### HOW TO COMPLETE THIS TASK
Exact copies of all entries are expected.

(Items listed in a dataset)
---

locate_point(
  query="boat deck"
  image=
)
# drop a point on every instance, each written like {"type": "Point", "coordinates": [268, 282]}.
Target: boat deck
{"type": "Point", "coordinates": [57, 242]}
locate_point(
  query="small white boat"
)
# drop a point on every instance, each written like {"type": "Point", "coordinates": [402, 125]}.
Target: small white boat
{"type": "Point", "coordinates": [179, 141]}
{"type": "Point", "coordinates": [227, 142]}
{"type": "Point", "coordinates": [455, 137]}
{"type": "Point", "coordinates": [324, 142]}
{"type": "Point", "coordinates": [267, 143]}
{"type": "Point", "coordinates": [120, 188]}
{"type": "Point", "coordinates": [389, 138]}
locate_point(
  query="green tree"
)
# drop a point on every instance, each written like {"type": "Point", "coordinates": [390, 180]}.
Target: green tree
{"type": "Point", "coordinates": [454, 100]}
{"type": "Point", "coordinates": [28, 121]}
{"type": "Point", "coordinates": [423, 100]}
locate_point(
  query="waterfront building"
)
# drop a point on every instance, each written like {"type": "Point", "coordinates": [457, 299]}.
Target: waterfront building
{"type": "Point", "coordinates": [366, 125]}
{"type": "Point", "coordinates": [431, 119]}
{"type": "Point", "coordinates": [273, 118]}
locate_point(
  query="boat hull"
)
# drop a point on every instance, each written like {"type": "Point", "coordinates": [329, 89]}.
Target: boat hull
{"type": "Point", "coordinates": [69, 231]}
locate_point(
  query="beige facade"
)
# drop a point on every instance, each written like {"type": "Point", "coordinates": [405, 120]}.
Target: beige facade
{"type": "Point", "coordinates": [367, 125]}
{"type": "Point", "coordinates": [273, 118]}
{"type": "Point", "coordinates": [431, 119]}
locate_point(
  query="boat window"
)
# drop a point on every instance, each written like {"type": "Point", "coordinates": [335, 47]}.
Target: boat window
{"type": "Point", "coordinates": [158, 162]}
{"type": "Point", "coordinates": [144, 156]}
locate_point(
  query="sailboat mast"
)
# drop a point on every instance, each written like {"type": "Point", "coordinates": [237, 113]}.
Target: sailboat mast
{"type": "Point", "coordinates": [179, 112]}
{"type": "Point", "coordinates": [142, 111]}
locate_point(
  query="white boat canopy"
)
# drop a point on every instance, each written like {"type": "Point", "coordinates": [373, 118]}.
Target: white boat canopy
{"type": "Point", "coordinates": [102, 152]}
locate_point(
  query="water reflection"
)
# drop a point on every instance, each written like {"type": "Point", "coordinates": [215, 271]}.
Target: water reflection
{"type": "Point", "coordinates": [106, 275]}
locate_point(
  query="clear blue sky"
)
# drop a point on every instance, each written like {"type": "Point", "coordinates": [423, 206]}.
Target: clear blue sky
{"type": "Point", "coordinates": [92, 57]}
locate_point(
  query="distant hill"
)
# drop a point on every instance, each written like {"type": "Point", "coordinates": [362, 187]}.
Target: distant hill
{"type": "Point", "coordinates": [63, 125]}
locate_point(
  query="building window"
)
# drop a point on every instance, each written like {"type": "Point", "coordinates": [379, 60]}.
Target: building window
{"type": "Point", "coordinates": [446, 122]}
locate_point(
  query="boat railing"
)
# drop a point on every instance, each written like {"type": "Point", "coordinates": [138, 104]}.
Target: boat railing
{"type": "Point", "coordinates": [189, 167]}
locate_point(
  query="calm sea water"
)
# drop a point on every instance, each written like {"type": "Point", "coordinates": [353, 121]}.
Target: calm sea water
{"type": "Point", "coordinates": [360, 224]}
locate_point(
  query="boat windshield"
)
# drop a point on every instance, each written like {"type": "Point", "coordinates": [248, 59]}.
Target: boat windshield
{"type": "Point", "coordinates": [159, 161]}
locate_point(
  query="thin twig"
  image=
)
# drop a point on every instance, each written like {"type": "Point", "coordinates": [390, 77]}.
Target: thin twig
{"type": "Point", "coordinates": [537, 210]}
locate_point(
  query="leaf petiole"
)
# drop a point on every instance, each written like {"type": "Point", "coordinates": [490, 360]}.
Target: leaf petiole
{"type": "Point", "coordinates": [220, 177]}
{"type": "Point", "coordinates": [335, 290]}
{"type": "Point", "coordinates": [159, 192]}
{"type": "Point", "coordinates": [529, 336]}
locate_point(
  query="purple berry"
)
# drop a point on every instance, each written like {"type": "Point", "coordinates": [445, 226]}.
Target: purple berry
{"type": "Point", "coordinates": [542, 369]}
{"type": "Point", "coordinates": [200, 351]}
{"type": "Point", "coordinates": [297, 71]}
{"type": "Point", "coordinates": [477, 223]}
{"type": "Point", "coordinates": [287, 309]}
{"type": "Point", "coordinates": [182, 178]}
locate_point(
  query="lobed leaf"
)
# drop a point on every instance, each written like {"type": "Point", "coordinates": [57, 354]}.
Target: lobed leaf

---

### WRITTEN REPLY
locate_point(
  query="boat deck"
  image=
)
# drop a point on every instance, each written like {"type": "Point", "coordinates": [268, 282]}.
Target: boat deck
{"type": "Point", "coordinates": [57, 242]}
locate_point(
  query="small white boat"
)
# drop a point on every instance, each written like {"type": "Point", "coordinates": [402, 125]}.
Target: small white boat
{"type": "Point", "coordinates": [179, 141]}
{"type": "Point", "coordinates": [227, 142]}
{"type": "Point", "coordinates": [455, 137]}
{"type": "Point", "coordinates": [324, 142]}
{"type": "Point", "coordinates": [267, 143]}
{"type": "Point", "coordinates": [120, 188]}
{"type": "Point", "coordinates": [389, 138]}
locate_point(
  query="green tree"
)
# drop a point on every instance, each written like {"type": "Point", "coordinates": [390, 180]}.
Target: green tree
{"type": "Point", "coordinates": [454, 100]}
{"type": "Point", "coordinates": [28, 121]}
{"type": "Point", "coordinates": [423, 100]}
locate_point(
  query="waterfront building"
)
# drop a point on every instance, each written like {"type": "Point", "coordinates": [457, 299]}.
Target: waterfront building
{"type": "Point", "coordinates": [366, 125]}
{"type": "Point", "coordinates": [431, 119]}
{"type": "Point", "coordinates": [273, 118]}
locate_point(
  query="boat hull"
)
# drop a point on every instance, each written like {"type": "Point", "coordinates": [329, 89]}.
Target: boat hull
{"type": "Point", "coordinates": [69, 231]}
locate_point(
  query="beige facade"
)
# drop a point on every instance, each written like {"type": "Point", "coordinates": [405, 120]}.
Target: beige facade
{"type": "Point", "coordinates": [367, 125]}
{"type": "Point", "coordinates": [273, 118]}
{"type": "Point", "coordinates": [431, 119]}
locate_point(
  query="boat window"
)
# drop a point on every instance, each written like {"type": "Point", "coordinates": [335, 47]}.
Target: boat window
{"type": "Point", "coordinates": [158, 162]}
{"type": "Point", "coordinates": [144, 156]}
locate_point(
  query="sailboat mast"
)
# drop a point on every instance, each written like {"type": "Point", "coordinates": [237, 113]}.
Target: sailboat mast
{"type": "Point", "coordinates": [179, 112]}
{"type": "Point", "coordinates": [142, 111]}
locate_point(
  query="white boat canopy"
)
# drop a point on every instance, each written like {"type": "Point", "coordinates": [373, 118]}.
Target: white boat canopy
{"type": "Point", "coordinates": [102, 152]}
locate_point(
  query="water reflection"
)
# drop a point on every instance, each written like {"type": "Point", "coordinates": [215, 271]}.
Target: water reflection
{"type": "Point", "coordinates": [106, 275]}
locate_point(
  query="clear blue sky"
)
# drop a point on every instance, each written like {"type": "Point", "coordinates": [423, 206]}.
Target: clear blue sky
{"type": "Point", "coordinates": [92, 57]}
locate_point(
  query="distant hill"
)
# drop a point on every instance, each written like {"type": "Point", "coordinates": [362, 187]}.
Target: distant hill
{"type": "Point", "coordinates": [63, 125]}
locate_point(
  query="building window"
)
# drop a point on every instance, each written like {"type": "Point", "coordinates": [379, 60]}.
Target: building window
{"type": "Point", "coordinates": [446, 122]}
locate_point(
  query="boat railing"
)
# drop a point on every instance, each written like {"type": "Point", "coordinates": [138, 104]}.
Target: boat railing
{"type": "Point", "coordinates": [189, 167]}
locate_point(
  query="calm sea water"
)
# drop a point on every instance, each written like {"type": "Point", "coordinates": [353, 121]}.
Target: calm sea water
{"type": "Point", "coordinates": [360, 224]}
locate_point(
  query="boat windshield"
)
# drop a point on every instance, each written like {"type": "Point", "coordinates": [248, 59]}.
Target: boat windshield
{"type": "Point", "coordinates": [159, 161]}
locate_point(
  query="thin twig"
  image=
)
# drop a point on every instance, each written like {"type": "Point", "coordinates": [390, 77]}.
Target: thin twig
{"type": "Point", "coordinates": [537, 210]}
locate_point(
  query="leaf petiole"
)
# drop a point on every instance, each written like {"type": "Point", "coordinates": [490, 360]}.
Target: leaf petiole
{"type": "Point", "coordinates": [220, 177]}
{"type": "Point", "coordinates": [335, 290]}
{"type": "Point", "coordinates": [159, 192]}
{"type": "Point", "coordinates": [529, 336]}
locate_point(
  query="purple berry"
)
# drop a point on every instance, each written like {"type": "Point", "coordinates": [445, 226]}.
Target: purple berry
{"type": "Point", "coordinates": [542, 369]}
{"type": "Point", "coordinates": [200, 351]}
{"type": "Point", "coordinates": [297, 71]}
{"type": "Point", "coordinates": [477, 223]}
{"type": "Point", "coordinates": [287, 309]}
{"type": "Point", "coordinates": [182, 178]}
locate_point(
  query="lobed leaf"
)
# drop a point on every instance, each written like {"type": "Point", "coordinates": [57, 354]}.
Target: lobed leaf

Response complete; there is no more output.